> **Task prompt**: Each line below should be restated word for word.

> **Input data**:
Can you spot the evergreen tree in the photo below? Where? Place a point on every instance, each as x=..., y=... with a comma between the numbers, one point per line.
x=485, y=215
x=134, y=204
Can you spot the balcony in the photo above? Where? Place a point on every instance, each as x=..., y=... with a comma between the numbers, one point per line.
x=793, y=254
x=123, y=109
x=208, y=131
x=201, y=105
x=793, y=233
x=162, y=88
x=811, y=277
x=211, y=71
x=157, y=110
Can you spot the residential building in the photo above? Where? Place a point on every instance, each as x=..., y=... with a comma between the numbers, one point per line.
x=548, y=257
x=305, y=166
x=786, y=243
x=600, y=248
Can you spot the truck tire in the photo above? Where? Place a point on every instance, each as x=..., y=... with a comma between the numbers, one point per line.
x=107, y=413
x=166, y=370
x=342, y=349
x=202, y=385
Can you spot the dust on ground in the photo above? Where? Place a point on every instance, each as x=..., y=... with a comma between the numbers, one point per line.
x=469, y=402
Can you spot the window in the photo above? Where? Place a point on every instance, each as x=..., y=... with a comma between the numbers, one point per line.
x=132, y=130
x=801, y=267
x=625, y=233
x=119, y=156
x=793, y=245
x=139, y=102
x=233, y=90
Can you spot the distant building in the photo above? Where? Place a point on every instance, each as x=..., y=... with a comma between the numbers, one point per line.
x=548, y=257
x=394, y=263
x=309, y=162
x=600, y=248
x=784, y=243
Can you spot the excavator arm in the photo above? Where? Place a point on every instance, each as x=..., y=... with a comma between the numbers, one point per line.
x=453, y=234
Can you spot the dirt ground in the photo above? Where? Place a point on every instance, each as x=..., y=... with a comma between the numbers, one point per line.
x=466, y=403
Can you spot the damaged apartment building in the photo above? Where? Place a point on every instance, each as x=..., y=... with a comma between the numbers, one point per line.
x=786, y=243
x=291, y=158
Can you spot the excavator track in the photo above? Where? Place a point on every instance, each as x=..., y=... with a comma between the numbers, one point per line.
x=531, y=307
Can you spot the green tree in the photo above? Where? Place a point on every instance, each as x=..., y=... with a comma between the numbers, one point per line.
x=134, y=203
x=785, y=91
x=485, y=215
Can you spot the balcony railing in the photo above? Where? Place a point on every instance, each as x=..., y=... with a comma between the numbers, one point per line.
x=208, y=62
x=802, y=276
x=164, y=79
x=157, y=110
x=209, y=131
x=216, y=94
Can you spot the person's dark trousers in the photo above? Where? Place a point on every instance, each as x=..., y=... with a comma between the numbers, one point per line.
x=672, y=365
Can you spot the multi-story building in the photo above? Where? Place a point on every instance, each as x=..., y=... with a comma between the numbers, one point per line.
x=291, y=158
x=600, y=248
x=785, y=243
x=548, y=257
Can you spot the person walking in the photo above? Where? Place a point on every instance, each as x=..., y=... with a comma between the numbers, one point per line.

> **Exercise solution**:
Can you spot the evergreen tree in the photo below? Where? Place a point on every instance, each as x=..., y=... with a comma between the numbers, one point per line.
x=485, y=215
x=134, y=204
Can you spot the balcony in the photo above? Where? Place a point on every instance, each as x=..., y=... with a comma between the numbers, one point per line.
x=793, y=254
x=123, y=109
x=208, y=131
x=201, y=105
x=793, y=233
x=162, y=88
x=811, y=277
x=211, y=71
x=157, y=110
Can you spot the residential building in the photo above? Where? Place a point on every instance, each as x=..., y=... with a comma between the numbers, one point per line.
x=548, y=257
x=305, y=166
x=786, y=243
x=600, y=248
Can you spot the truck tire in the photo above? Where? Place a point on every instance, each as x=..., y=... with a comma between the numbers, one point per line.
x=107, y=413
x=166, y=370
x=342, y=349
x=202, y=385
Can you spot the dust on ground in the photo above? Where? Place a point on every instance, each as x=..., y=... with a comma between the numbers, one point per line.
x=469, y=402
Can you spot the window in the photo above? Where? Place a point on every instance, each as x=..., y=... with a comma between the numbers, one point per line.
x=132, y=130
x=801, y=267
x=625, y=233
x=119, y=156
x=793, y=245
x=139, y=102
x=233, y=90
Can you spot the distant building in the photo above? Where? Place a point on every instance, each as x=..., y=... with a comma between the numbers, one point per line.
x=548, y=257
x=394, y=263
x=309, y=162
x=600, y=248
x=784, y=243
Can you spot the excavator arm in the photo above? Where? Place a point on every instance, each as x=..., y=... with a comma between the numbers, one point per line.
x=453, y=234
Can you spot the dirt ground in the photo above? Where? Place a point on every instance, each as x=..., y=... with a comma between the numbers, one point per line.
x=466, y=403
Can you spot the damaged apartment building in the photo above? Where? Place a point on every instance, each as x=..., y=... with a comma between the numbers, one point per line.
x=786, y=243
x=291, y=158
Can you spot the excavator track in the photo above? Where? Place a point on every instance, each as x=..., y=... with a comma between the numbers, one point per line.
x=531, y=307
Can you spot the green tree in the photo above? Where? Place a point on every instance, each as x=..., y=... with a comma between the numbers, one point per line.
x=134, y=203
x=785, y=91
x=485, y=215
Can you spot the balcony railing in the photo above? Where? Place a point on every instance, each as x=..., y=... with a comma between the numbers, one point per line.
x=208, y=62
x=802, y=276
x=164, y=79
x=157, y=110
x=209, y=131
x=216, y=94
Can you spot the person's dark trousers in the photo above? Where? Place a point on every instance, each as x=..., y=... with a comma between the numbers, one point per line.
x=672, y=365
Can you spot the multi-story building in the photo above? Where? Place a point on every instance, each as x=..., y=... with a comma between the numbers, one point per line.
x=291, y=158
x=600, y=248
x=785, y=243
x=548, y=257
Can you spot the person walking in the photo above? Where? Place a point on every instance, each as x=..., y=... with a comma between the numbers, one point per line.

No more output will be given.